● **Data listing**
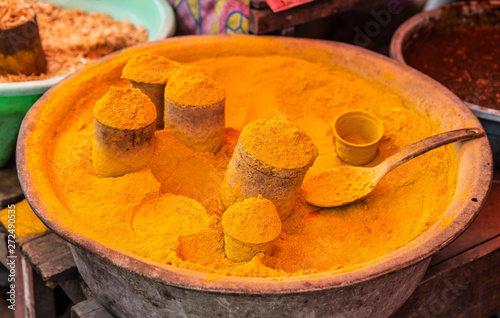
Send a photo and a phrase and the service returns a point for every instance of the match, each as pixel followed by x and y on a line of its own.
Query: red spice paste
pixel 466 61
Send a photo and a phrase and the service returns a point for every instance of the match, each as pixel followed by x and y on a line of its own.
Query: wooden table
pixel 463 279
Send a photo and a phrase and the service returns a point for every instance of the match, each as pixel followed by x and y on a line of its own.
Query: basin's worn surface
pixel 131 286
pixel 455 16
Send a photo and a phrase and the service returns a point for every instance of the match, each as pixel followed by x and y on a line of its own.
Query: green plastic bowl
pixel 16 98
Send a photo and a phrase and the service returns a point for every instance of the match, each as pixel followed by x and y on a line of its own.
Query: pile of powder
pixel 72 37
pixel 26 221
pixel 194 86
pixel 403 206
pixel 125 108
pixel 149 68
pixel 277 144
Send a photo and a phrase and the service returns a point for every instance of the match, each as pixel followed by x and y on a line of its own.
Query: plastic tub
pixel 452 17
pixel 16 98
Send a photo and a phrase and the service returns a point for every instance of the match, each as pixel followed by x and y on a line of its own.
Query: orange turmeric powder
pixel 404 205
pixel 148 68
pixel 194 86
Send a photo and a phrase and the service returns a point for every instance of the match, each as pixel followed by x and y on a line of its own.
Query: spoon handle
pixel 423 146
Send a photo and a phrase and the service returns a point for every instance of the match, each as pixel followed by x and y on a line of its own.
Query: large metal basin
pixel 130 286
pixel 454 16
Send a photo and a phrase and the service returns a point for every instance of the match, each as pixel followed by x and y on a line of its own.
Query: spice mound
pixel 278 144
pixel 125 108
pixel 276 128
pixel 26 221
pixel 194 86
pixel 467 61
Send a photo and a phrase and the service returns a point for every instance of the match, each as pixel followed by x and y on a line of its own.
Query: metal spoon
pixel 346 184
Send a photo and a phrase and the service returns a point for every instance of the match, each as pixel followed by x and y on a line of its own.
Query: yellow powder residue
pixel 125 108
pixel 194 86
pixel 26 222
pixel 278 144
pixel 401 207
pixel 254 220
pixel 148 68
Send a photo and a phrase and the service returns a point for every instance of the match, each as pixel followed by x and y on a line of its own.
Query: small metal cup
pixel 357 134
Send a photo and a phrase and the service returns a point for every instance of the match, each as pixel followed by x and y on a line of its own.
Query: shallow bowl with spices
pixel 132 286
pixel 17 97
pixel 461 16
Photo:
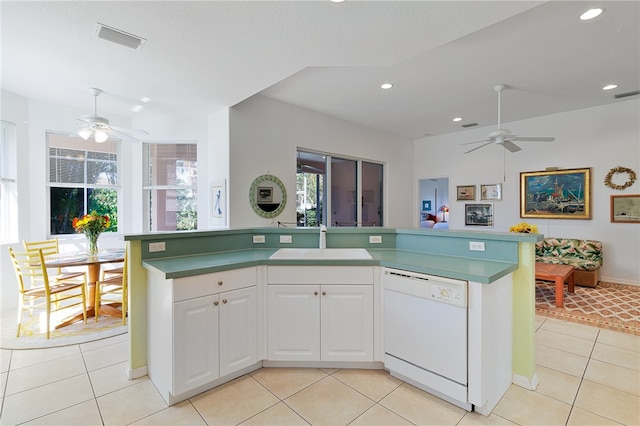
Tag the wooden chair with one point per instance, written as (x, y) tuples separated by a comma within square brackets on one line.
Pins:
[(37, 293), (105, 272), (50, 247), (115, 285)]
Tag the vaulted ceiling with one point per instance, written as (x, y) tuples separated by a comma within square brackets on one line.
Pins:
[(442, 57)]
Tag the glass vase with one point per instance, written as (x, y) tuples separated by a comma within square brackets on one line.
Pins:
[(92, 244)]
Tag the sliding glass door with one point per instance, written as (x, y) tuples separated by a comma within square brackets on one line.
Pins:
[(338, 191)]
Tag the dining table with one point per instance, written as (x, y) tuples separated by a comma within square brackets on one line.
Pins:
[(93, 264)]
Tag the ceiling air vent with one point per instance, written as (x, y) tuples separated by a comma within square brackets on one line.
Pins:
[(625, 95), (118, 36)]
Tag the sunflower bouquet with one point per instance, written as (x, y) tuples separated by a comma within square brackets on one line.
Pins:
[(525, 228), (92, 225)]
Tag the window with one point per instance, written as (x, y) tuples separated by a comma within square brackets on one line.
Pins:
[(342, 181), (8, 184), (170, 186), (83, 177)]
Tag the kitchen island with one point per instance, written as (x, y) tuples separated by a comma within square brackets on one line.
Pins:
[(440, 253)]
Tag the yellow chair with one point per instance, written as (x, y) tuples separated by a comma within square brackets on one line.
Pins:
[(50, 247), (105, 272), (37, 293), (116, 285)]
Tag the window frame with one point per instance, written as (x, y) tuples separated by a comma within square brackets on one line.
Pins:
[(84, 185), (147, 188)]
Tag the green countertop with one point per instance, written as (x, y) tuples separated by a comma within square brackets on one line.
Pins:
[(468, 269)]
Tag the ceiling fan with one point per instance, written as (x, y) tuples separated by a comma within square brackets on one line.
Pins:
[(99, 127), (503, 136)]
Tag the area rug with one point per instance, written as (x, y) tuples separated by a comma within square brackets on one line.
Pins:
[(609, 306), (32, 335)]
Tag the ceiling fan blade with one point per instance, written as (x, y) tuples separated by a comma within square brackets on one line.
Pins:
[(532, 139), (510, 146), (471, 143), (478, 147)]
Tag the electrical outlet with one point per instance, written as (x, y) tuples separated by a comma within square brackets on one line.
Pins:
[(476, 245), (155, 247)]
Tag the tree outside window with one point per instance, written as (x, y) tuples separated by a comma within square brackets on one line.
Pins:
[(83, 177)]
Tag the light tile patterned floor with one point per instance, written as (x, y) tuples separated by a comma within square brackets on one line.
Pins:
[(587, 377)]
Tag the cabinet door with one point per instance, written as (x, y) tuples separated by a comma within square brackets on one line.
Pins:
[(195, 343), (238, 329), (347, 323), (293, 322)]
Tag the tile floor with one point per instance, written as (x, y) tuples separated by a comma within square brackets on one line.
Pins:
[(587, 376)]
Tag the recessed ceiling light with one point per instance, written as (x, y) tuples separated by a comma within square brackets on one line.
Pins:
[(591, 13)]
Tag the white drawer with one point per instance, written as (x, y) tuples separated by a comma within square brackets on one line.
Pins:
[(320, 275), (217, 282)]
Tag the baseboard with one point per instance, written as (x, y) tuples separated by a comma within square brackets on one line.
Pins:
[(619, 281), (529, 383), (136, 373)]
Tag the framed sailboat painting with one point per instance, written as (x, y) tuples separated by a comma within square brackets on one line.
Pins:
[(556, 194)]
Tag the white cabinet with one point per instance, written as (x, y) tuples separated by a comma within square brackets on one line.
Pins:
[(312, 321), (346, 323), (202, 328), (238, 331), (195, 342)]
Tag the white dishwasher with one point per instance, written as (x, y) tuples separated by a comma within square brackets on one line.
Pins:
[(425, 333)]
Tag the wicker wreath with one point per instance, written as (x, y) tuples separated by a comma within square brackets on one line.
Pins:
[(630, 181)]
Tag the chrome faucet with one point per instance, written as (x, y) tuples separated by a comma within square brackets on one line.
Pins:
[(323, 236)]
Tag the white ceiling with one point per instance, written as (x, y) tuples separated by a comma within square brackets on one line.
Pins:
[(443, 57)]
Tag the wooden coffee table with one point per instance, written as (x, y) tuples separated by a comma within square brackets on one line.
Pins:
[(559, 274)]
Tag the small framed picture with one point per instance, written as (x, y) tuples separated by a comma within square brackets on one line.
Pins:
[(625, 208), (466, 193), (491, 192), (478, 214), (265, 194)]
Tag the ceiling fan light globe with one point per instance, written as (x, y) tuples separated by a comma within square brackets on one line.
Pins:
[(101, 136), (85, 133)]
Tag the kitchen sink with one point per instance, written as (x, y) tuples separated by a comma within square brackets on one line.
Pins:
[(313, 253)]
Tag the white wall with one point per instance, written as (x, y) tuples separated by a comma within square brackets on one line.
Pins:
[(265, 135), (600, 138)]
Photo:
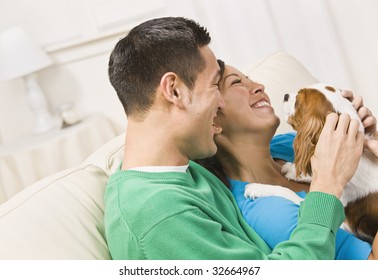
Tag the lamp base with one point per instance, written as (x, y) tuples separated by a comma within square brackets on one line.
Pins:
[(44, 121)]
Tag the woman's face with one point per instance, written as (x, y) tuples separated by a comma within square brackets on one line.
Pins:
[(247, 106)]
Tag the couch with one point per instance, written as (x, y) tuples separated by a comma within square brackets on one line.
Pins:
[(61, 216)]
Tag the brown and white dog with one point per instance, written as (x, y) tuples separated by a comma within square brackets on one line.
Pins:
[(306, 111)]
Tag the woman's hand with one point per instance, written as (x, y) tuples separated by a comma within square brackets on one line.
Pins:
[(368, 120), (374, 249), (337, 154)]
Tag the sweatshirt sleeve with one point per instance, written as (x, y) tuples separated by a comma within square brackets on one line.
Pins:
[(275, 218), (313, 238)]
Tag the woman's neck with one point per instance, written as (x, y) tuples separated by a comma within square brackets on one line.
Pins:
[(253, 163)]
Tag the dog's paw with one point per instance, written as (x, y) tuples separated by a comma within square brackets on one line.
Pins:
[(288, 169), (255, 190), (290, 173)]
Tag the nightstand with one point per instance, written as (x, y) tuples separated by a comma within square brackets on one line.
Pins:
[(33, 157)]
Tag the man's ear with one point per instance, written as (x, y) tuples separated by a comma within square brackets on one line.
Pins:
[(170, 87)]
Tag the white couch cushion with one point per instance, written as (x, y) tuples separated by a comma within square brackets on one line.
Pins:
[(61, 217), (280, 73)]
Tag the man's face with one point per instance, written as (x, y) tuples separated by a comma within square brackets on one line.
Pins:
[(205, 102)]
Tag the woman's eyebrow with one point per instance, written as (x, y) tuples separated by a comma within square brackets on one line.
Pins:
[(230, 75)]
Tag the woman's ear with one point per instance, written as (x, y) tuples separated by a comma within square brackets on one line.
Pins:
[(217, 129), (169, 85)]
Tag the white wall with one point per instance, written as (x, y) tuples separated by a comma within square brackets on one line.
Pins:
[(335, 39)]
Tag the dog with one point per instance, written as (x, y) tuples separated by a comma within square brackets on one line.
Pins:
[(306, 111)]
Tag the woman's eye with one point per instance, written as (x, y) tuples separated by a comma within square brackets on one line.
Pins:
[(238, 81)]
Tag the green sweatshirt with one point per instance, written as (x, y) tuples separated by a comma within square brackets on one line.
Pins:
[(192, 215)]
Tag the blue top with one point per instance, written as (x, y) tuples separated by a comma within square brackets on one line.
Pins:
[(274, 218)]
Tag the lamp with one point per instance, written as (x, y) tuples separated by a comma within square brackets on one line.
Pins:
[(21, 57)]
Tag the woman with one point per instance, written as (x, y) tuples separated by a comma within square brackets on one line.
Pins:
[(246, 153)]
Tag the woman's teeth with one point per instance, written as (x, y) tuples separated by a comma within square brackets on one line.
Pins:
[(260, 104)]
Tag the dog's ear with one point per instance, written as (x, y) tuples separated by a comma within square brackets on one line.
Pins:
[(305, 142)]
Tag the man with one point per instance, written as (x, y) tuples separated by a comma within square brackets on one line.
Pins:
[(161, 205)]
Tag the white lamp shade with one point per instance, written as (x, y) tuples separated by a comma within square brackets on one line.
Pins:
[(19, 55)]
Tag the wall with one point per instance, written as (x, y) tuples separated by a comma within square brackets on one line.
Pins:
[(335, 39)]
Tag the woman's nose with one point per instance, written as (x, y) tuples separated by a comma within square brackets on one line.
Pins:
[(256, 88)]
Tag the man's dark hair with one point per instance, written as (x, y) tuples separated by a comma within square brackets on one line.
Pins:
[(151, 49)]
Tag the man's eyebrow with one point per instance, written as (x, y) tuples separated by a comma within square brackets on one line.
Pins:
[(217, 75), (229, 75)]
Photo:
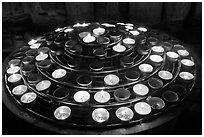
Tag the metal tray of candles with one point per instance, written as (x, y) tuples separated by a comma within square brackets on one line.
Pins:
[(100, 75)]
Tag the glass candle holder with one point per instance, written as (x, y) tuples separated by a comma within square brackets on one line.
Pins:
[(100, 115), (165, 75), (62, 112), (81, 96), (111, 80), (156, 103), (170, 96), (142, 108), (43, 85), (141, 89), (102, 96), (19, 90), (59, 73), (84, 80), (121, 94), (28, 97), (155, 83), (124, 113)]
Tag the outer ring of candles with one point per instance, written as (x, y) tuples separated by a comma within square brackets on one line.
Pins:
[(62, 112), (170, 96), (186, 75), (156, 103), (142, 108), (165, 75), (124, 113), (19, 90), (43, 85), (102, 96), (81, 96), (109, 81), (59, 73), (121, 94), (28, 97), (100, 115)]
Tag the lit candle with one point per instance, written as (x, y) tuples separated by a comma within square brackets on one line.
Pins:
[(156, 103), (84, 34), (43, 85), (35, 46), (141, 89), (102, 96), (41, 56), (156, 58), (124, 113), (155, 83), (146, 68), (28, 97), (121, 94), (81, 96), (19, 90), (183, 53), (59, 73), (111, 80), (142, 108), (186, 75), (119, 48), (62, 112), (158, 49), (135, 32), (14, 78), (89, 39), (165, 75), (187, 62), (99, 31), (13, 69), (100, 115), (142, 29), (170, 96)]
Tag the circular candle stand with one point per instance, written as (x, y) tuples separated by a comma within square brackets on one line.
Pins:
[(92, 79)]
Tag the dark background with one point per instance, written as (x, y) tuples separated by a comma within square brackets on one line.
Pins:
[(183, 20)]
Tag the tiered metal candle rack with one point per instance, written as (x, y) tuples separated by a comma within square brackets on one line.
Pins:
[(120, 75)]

● **Work to be completed**
In the material above, find each line containing the word "candles" and copy it.

● **Exercise answer**
Tag the metal tray of candles with one point per instance, written as (x, y) tuples separated by a comma within square brackets on one line.
Tag the outer ring of candles with one point per instance, written as (x, y) tuples separated by a comma within square brackets on one line.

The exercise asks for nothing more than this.